◆ Tasks to carry out:
1. List every virus the passage about Ebola names.
2. Carry the passage about Ebola forward from its final sentence.

◆ Text shown:
The Ebola virus acts fast. The course of infection, from exposure to recovery, or death, can take as little as two weeks. That may not leave enough time for the immune system to mount an effective response.

The goal of some anti-viral therapies, therefore, is to buy more and give the immune system a leg up on the virus. A new study demonstrates a way to do that, by reducing the ability of the virus to exit a host cell and spread. The work showed that blocking a calcium-signaling pathway could inhibit not only the Ebola virus, but also Marburg, Lassa and Junin viruses, all sources of deadly infections.

They conducted initial experiments using non-infectious viral-like particles, or VLPs, the production of which is orchestrated by the virus’ matrix protein and which bud from cells in a similar manner to the infectious virus. This allows for the observation of host-virus interactions without using dangerous live viruses.

Calcium signaling is a key regulator of many cell processes, and earlier studies by these authors had suggested that calcium was needed by these and other viruses. The researchers followed up by examining how cellular calcium levels responded when VLPs were being produced in cells. They found that virus matrix proteins triggered significant upticks in calcium levels, which were prevented when the researchers introduced a mutated version of a gene that encodes a calcium channel called ORAI1 into the host cells.

◆ Dataset content:
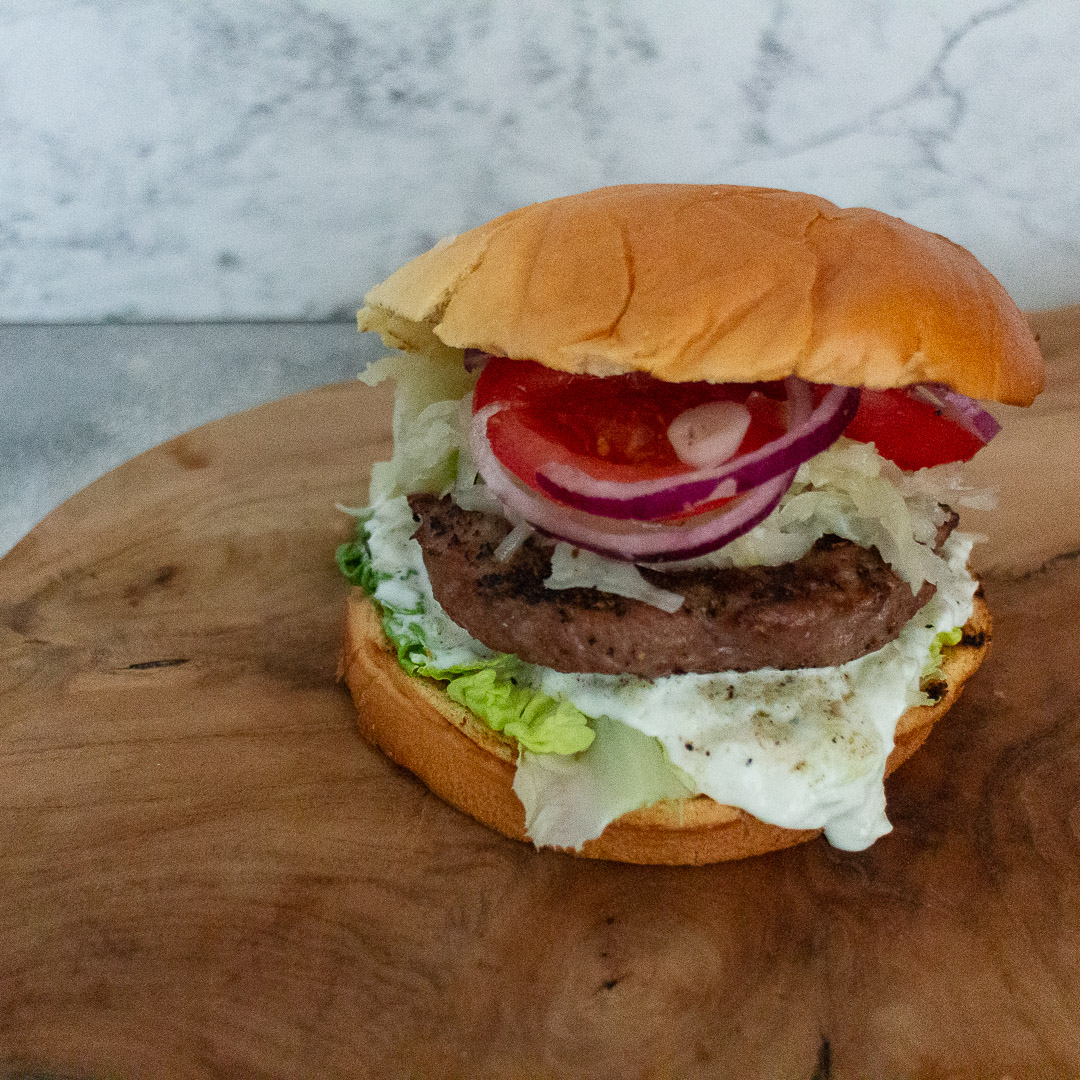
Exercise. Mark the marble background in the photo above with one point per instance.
(269, 160)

◆ Answers for the tasks:
1. Ebola, Marburg, Lassa, Junin

2.
Next they looked directly at VLP production in normal cultured cells or cells with a mutation in ORAI1. Production of Ebola, Marburg, Lassa and Junin VLPs were all significantly lowered, as much as 100-fold, in the ORAI1 mutant cells, an indication that hemorrhagic fever virus budding relies on the ORAI1-dependent calcium signaling.

Further studies implicated another protein upstream from ORAI1, called STIM1, as also required to form VLPs. Suppressing expression of STIM1 in cultured cells caused VLP production to decline.

To see whether they could pharmacologically block VLP production in normal cells, the Penn researchers used three different ORAI1 inhibitors. Each substantially inhibited production of Ebola and Marburg VLPs.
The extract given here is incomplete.